-------- Task inputs

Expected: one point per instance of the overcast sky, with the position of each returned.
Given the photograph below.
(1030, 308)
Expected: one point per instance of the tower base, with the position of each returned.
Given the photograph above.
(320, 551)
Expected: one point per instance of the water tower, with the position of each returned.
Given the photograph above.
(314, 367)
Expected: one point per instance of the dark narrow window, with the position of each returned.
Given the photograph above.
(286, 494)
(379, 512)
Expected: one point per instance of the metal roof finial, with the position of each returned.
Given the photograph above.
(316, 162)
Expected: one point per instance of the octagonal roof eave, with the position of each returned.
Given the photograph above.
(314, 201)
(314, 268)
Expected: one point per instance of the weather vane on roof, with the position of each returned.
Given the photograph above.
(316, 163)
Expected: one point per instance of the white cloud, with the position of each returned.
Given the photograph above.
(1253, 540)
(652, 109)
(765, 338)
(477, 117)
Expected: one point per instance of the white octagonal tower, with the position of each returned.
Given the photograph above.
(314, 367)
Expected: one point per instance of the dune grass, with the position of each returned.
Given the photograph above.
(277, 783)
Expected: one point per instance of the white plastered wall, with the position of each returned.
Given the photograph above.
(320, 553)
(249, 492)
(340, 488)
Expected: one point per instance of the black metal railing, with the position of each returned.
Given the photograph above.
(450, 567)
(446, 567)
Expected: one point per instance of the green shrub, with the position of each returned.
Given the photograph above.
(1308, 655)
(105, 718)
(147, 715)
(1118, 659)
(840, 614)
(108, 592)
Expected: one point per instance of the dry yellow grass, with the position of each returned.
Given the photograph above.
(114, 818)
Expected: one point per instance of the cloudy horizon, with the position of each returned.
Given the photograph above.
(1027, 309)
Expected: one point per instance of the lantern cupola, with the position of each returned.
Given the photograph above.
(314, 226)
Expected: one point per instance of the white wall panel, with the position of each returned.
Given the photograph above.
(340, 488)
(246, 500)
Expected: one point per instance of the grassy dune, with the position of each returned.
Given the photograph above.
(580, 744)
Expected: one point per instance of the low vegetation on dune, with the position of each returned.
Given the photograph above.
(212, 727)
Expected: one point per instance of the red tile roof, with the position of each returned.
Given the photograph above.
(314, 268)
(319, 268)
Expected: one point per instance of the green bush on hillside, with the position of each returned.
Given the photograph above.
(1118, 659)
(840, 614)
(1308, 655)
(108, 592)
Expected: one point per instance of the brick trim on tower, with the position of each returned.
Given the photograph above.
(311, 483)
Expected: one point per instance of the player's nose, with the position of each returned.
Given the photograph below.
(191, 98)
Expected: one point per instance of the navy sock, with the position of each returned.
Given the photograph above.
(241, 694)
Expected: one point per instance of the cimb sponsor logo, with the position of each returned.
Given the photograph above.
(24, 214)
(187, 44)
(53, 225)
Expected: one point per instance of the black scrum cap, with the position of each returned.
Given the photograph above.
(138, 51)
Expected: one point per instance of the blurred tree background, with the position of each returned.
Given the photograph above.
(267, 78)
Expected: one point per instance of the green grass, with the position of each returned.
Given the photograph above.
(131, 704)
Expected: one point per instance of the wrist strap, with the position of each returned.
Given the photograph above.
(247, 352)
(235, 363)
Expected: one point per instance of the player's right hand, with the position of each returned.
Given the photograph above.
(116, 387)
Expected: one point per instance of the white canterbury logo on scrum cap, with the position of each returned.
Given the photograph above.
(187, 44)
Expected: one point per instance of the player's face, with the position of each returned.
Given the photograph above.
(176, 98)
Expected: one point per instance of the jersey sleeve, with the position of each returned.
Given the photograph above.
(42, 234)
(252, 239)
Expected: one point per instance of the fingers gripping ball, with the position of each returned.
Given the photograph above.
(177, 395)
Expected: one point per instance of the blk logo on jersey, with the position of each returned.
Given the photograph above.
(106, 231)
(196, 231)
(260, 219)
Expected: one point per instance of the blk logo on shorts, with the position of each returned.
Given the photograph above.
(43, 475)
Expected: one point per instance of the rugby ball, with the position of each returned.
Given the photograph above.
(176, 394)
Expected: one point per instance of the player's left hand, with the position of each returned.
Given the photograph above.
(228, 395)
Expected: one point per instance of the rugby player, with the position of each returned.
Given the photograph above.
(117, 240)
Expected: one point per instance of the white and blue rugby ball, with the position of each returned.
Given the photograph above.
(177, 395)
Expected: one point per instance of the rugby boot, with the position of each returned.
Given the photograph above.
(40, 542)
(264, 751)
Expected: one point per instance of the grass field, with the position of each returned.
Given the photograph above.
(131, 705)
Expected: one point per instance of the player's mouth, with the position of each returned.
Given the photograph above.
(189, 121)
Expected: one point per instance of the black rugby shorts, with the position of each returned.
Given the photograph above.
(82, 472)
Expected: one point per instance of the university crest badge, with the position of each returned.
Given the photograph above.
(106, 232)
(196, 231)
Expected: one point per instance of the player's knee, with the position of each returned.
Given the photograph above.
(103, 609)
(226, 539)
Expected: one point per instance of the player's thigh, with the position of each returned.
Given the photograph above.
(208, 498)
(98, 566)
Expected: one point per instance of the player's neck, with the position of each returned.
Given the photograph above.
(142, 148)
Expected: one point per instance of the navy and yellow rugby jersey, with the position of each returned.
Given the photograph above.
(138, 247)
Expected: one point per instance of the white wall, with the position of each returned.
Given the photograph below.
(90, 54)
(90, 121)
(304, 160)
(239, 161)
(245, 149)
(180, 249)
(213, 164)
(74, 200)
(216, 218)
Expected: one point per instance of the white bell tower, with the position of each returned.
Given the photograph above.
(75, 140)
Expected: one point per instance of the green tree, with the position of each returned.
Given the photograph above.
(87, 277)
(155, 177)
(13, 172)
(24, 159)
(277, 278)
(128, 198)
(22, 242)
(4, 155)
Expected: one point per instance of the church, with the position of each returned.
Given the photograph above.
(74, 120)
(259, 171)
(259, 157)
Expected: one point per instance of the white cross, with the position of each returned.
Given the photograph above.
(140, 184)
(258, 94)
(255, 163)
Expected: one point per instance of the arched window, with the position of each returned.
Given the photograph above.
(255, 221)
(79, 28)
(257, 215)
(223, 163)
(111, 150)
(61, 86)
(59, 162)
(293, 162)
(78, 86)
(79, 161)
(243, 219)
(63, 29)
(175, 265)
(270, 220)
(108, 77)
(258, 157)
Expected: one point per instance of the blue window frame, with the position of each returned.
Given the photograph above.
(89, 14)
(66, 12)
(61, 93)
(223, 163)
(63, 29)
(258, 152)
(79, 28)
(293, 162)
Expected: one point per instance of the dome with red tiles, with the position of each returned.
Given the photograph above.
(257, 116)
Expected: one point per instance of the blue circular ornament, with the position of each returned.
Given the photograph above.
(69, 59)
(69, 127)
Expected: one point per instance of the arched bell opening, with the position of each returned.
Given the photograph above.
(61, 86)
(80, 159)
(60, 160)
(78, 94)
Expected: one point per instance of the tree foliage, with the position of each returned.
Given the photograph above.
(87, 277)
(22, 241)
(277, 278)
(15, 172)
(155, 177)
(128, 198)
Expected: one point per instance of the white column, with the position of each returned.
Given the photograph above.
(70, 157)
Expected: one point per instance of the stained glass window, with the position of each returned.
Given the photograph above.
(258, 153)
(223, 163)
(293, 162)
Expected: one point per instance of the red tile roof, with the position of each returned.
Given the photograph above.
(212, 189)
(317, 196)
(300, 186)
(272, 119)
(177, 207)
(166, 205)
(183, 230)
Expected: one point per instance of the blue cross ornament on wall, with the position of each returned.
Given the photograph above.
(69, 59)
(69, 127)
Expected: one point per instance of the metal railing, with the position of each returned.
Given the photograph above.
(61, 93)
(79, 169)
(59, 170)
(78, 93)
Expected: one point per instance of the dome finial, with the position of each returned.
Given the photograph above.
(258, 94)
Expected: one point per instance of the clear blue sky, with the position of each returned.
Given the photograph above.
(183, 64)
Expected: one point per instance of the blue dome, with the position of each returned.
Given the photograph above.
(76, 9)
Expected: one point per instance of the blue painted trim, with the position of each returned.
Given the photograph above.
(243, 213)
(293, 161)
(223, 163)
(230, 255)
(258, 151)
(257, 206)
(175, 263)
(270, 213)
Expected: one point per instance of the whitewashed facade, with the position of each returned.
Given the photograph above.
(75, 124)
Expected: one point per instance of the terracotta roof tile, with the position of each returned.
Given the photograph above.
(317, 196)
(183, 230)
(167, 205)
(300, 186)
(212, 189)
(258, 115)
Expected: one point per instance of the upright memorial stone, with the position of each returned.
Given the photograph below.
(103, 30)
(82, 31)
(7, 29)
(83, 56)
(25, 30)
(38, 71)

----------------

## Problem requirements:
Write out every line in the data that holds the string "hand".

## Solution to this task:
Expected: one point per instance of the player's right hand, with the position of each returned.
Expected: one point per instance of the player's left hand, with the position of each returned.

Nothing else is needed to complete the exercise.